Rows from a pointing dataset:
-- Start --

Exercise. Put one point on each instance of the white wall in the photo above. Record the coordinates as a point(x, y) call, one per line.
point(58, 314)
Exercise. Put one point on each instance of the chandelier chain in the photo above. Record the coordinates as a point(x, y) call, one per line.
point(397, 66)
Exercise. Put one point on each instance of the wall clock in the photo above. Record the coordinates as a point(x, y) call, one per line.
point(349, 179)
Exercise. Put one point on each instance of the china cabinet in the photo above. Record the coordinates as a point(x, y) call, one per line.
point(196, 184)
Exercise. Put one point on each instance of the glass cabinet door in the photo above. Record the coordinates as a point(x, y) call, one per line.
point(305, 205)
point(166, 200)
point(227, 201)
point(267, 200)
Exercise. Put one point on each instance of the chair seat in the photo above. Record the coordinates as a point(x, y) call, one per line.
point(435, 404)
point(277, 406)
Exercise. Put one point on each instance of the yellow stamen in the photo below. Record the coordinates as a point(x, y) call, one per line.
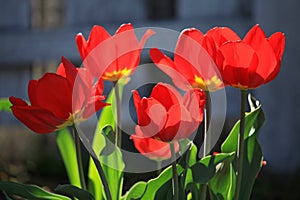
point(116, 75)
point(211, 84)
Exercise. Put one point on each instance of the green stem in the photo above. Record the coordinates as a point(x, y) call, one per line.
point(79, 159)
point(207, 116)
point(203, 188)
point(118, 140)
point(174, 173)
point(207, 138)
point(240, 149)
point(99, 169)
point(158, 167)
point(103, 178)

-- End --
-- Start --

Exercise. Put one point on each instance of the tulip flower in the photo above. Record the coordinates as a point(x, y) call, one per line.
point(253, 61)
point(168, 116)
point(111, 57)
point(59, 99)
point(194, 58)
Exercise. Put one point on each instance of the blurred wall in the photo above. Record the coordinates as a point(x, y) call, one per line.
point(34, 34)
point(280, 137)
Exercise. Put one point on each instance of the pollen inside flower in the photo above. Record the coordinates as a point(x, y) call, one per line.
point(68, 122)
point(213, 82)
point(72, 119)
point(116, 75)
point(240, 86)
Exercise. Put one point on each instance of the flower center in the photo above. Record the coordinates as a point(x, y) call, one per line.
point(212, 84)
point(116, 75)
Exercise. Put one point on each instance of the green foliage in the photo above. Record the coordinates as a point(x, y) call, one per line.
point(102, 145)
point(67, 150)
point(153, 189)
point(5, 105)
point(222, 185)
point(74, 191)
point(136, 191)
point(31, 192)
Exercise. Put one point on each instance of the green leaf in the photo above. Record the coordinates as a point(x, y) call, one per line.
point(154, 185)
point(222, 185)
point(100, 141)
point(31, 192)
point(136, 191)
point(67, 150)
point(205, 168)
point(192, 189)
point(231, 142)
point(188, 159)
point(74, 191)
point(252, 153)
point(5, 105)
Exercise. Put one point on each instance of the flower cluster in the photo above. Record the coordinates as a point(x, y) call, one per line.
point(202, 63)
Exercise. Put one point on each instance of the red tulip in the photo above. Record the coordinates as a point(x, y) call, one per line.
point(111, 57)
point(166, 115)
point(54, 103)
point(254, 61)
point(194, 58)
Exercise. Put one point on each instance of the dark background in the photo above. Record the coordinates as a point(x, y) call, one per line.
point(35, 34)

-- End --

Given problem:
Rewrite the data as a numbered list with blank lines left out, starting at the line that contains "Exercise. Put one point on each instance of the red" and ending at the line that contains "point(35, 34)", both lines included.

Task result:
1. Exercise. Put one point on each instance of the red tulip in the photo above. Record the coordinates as a point(x, y) call, one per line.
2. point(111, 57)
3. point(166, 115)
4. point(54, 103)
5. point(254, 61)
6. point(194, 58)
7. Exercise. Put one point on each instance of the dark background in the photo above. Record the coordinates as a point(x, y) call, one per line.
8. point(35, 34)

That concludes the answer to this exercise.